Brief 1
List every distinct web address that appears in the Aerospike article.
Brief 2
Using the Aerospike article, answer these:
(a) On what date did maintenance on articles in this repository stop?
(b) Which ports do cluster nodes use to talk to each other by default?
(c) What date is shown at the start of the warning message?
Brief 3
Write the next few sentences of the Aerospike article, picking up after its final sentence.

** begin Text section **

Why do I see this error in AQL for a new node that I recently added even though my cluster is running fine?

The Aerospike Knowledge Base has moved to https://support.aerospike.com. Content on https://discuss.aerospike.com is being migrated to either https://support.aerospike.com or https://docs.aerospike.com. Maintenance on articles stored in this repository ceased on December 31st 2022 and this article may be stale. If you have any questions, please do not hesitate to raise a case via https://support.aerospike.com.

Why do I see this error in AQL for a new node that I recently added even though my cluster is running fine?

 2019-09-12 17:31:51 WARN Failed to connect to peer 10.xxx.yy.zz 3000. AEROSPIKE_ERR_CONNECTION Socket write error: 111 from 10.xxx.yy.zz:3000

If AQL works from cluster node B to cluster nodes A and B, but doesn’t work from cluster node A to any other cluster node, it could be a firewall issue (iptables/routing/security-group if AWS or other cloud environment, physical firewall, etc). Aerospike cluster nodes communicate on ports 3001 and 3002 only (by default), so port 3000 between them is not required, which means the cluster would work just fine if port 3000 is not open between the cluster nodes. Refer to Network configuration for details on Aerospike default ports.

** end Text section **
** begin Recorded information **

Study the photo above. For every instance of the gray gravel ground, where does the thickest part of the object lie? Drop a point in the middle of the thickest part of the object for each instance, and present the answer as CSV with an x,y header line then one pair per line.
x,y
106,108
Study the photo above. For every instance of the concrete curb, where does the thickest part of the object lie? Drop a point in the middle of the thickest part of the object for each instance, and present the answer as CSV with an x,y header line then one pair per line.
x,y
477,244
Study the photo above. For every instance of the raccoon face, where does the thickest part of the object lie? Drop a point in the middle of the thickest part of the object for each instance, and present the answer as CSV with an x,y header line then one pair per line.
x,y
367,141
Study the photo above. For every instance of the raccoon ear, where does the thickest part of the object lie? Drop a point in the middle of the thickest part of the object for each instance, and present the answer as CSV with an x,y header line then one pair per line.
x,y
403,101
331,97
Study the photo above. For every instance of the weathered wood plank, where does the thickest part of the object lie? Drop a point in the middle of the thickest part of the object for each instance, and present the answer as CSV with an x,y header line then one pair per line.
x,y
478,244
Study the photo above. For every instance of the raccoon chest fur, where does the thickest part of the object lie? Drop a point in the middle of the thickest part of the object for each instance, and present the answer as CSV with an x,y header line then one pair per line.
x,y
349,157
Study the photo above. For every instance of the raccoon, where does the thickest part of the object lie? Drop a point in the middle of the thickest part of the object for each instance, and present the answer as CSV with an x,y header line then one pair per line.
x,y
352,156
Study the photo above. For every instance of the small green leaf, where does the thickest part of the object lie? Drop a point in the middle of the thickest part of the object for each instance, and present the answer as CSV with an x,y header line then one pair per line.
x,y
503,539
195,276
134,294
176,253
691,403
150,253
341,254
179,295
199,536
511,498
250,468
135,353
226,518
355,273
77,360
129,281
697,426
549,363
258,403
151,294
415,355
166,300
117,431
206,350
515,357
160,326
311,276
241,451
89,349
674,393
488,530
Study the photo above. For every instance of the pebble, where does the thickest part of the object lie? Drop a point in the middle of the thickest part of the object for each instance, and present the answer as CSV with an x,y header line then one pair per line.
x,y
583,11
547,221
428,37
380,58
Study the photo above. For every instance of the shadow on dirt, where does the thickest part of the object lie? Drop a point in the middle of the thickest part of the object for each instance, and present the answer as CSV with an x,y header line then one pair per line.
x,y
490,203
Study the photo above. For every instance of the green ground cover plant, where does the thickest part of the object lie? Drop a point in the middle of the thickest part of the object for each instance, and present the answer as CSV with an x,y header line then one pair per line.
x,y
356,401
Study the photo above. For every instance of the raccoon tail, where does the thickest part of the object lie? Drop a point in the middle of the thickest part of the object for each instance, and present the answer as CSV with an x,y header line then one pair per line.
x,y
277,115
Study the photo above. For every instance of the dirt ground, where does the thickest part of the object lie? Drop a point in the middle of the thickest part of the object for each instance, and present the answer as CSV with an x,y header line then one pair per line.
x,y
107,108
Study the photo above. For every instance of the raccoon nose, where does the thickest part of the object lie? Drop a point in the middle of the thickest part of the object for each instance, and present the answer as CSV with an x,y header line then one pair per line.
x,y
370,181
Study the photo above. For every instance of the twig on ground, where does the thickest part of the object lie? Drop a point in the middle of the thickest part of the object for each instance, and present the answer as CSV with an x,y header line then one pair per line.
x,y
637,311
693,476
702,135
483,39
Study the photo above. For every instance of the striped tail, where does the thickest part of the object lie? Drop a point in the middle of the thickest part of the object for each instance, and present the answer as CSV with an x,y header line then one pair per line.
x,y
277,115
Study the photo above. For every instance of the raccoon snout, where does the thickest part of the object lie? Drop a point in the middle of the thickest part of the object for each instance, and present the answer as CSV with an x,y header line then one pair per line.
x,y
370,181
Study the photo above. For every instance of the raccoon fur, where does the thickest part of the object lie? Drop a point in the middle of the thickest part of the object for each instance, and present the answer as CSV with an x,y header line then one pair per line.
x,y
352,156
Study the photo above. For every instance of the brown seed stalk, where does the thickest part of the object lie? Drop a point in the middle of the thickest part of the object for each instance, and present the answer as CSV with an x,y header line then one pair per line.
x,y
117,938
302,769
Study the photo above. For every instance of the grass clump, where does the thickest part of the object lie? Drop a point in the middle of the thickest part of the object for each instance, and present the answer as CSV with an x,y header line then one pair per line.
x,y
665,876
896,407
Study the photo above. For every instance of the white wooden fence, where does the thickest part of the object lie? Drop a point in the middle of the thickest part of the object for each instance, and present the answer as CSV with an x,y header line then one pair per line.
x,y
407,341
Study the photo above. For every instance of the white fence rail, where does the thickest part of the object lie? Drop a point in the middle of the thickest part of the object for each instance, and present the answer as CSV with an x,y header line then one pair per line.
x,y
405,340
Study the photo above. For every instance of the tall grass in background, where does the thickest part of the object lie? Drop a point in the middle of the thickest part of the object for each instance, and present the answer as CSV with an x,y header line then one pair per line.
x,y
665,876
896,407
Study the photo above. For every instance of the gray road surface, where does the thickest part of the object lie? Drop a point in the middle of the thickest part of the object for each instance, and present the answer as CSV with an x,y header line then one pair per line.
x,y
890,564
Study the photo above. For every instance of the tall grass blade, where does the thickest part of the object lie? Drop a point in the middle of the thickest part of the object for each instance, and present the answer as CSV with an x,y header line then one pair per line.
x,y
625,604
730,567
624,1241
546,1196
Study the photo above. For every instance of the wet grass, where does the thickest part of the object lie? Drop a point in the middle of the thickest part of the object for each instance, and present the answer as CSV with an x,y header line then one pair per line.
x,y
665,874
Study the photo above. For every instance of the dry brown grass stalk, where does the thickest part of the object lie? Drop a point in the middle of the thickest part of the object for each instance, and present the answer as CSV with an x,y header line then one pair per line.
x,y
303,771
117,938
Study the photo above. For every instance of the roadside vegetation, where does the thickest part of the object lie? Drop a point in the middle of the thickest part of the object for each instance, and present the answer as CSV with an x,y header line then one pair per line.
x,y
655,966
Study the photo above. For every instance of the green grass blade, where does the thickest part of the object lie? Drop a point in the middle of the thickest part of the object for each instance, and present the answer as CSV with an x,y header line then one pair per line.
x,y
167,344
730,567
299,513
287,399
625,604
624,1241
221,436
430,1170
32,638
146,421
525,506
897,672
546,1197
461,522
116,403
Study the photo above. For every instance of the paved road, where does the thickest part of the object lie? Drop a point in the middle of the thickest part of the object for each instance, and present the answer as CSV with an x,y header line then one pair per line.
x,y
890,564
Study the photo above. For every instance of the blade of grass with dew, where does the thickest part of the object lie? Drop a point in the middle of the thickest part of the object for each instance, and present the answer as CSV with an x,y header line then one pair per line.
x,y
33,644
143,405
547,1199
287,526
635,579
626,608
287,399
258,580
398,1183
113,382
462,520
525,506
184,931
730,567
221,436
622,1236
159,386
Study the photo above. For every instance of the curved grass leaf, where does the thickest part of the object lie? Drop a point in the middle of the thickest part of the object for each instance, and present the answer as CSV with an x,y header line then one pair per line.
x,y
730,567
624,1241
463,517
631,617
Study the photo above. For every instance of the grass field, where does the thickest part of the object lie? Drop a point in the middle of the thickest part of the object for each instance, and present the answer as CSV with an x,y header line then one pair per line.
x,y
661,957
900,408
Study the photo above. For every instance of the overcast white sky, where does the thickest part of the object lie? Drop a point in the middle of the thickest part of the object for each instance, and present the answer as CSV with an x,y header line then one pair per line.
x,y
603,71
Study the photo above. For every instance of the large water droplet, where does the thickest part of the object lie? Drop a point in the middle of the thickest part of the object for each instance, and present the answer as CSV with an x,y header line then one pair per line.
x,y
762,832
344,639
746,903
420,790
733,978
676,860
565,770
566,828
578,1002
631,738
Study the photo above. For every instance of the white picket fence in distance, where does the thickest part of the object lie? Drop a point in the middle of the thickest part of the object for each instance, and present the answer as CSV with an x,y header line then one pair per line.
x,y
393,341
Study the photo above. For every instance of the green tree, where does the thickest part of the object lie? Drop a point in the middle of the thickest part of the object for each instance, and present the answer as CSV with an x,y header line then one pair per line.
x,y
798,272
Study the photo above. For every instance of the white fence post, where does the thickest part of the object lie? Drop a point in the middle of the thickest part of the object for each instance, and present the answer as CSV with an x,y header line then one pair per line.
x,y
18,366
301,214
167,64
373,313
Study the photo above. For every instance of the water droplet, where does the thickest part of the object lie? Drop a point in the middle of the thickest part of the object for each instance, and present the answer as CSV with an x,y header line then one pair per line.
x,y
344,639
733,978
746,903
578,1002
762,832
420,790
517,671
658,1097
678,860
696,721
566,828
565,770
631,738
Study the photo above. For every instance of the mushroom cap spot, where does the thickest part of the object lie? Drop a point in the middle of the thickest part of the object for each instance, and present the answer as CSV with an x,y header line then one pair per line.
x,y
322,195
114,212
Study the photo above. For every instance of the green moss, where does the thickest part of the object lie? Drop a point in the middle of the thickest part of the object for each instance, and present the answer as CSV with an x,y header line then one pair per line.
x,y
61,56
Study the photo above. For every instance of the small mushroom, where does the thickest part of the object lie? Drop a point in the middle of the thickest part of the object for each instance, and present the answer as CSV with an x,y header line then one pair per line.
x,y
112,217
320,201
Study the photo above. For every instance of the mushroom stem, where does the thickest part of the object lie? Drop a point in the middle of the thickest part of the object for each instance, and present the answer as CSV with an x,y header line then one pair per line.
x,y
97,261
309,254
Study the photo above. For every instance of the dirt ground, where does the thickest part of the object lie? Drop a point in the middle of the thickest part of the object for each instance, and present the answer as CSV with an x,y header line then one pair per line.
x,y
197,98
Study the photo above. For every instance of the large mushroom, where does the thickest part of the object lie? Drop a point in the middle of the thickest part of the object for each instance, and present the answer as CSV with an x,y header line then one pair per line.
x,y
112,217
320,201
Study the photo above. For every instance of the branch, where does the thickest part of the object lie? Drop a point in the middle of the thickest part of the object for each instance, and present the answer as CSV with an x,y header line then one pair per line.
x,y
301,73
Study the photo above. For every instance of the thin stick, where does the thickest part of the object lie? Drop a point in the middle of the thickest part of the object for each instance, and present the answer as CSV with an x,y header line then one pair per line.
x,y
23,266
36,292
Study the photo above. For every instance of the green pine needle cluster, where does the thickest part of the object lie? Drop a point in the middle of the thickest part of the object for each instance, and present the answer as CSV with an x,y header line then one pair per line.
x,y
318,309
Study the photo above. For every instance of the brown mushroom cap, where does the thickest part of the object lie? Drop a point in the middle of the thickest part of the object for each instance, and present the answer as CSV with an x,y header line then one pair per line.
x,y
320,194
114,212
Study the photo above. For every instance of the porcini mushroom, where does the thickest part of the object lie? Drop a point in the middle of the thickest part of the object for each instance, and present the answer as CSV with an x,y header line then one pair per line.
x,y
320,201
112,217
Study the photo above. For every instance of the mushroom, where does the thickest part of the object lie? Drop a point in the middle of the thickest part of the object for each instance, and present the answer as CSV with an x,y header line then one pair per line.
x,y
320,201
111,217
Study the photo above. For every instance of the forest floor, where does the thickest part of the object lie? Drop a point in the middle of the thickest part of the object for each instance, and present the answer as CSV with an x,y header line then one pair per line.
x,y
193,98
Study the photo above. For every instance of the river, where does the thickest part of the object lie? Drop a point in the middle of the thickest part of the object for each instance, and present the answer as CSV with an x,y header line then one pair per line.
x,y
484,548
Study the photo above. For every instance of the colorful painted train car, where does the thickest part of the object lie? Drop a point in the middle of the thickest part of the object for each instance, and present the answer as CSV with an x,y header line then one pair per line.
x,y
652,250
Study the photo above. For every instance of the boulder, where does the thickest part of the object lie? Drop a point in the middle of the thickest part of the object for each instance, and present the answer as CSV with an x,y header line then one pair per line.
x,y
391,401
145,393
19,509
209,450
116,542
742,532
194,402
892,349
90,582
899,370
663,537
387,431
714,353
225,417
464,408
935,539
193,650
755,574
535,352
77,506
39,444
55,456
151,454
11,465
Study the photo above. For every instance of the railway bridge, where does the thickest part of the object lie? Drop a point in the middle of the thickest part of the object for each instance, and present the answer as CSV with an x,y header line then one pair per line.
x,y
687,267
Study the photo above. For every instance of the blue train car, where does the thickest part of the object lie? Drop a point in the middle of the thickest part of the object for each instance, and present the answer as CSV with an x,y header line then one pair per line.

** end Recorded information **

Expected answer 1
https://support.aerospike.com
https://discuss.aerospike.com
https://docs.aerospike.com

Expected answer 2
(a) December 31st 2022
(b) Ports 3001 and 3002
(c) 2019-09-12

Expected answer 3
Here are some troubleshooting steps to help narrow down:

  1. When trying to connect from a node to itself (A to A) try both external and internal (localhost) IPs.

  2. You can try a telnet test to port 3000 between the nodes, trying different combinations (including from a jump server outside the cluster).

If telnet works in most cases but fails in some, it is most likely a firewall issue.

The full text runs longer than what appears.